Task to carry out
Please print every record below exactly as it appears.

-- begin --

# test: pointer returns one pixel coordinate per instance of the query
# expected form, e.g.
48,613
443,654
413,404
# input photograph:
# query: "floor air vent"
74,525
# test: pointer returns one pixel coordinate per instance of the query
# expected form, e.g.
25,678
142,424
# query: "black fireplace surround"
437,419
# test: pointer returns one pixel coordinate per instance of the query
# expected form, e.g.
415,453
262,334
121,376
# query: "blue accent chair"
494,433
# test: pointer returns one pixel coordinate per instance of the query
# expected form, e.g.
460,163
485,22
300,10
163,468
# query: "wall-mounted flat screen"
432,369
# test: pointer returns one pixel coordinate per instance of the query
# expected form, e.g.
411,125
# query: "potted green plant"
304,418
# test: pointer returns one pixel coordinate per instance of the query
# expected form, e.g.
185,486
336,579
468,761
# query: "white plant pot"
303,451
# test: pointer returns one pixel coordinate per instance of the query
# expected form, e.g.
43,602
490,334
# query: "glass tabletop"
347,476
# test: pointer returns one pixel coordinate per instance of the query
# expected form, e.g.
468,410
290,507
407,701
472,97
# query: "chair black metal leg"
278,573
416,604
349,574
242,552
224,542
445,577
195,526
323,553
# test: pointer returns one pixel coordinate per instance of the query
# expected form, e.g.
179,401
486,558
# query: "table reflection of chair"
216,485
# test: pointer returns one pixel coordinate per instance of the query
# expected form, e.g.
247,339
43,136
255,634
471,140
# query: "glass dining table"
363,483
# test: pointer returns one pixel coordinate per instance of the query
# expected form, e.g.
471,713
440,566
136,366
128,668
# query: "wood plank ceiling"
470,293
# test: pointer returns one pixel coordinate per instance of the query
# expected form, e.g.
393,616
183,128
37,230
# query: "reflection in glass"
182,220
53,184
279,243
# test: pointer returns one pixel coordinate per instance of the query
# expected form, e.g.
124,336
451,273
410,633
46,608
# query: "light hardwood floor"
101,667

-- end --

Output
# test: pointer returns one pixel coordinate per instance of the query
# expected form, e.g.
48,613
443,654
413,404
# input photograph:
# query: "floor air vent"
74,525
# test: pointer returns one pixel coordinate per instance of the query
# expected form, e.g.
25,678
142,424
# query: "black fireplace surround"
437,419
# test: pointer returns one pixel coordinate per instance of the query
# expected form, e.g.
415,453
262,334
121,376
# query: "blue accent chair"
494,433
# test: pointer returns one pixel coordinate per instance of the query
# expected form, e.g.
460,163
485,22
300,10
163,468
# query: "wall-mounted flat screen"
432,369
# test: pointer returns one pixel coordinate per instance of the query
# expected form, e.g.
411,125
# query: "potted green plant"
304,418
# test: pointer returns one pixel coordinate per instance of the query
# expected form, e.g.
185,486
336,579
468,761
# query: "white plant pot"
303,451
# test: pointer returns one pixel coordinate per instance of the query
# expected form, e.g.
43,602
490,334
# query: "glass tabletop"
347,476
# test: pointer returns one pixel coordinate per instance of the query
# expected form, e.g.
468,410
290,507
407,701
472,97
# query: "chair black metal leg"
278,573
416,604
349,574
242,552
224,542
445,577
195,526
323,553
# test: pointer returns one pixel coordinate per instance of the query
# expected form, e.g.
179,401
486,558
# query: "table reflection of chair"
216,485
# test: pointer returns one pixel coordinate per instance of the query
# expected form, e.g.
247,339
43,136
255,634
471,140
# query: "glass dining table"
363,483
# test: pointer returns one pixel coordinate per instance of the query
# expected form, e.g.
471,713
440,566
136,366
128,668
# query: "wood plank ceiling"
470,293
# test: pointer returns one pixel coordinate per instance of the query
# expected form, e.g.
393,616
183,128
37,230
# query: "reflection in glass"
182,220
53,184
279,243
# test: pointer returns one pixel coordinate per instance of the query
# expected form, e.g.
124,336
451,273
410,633
46,608
# query: "light hardwood floor"
101,667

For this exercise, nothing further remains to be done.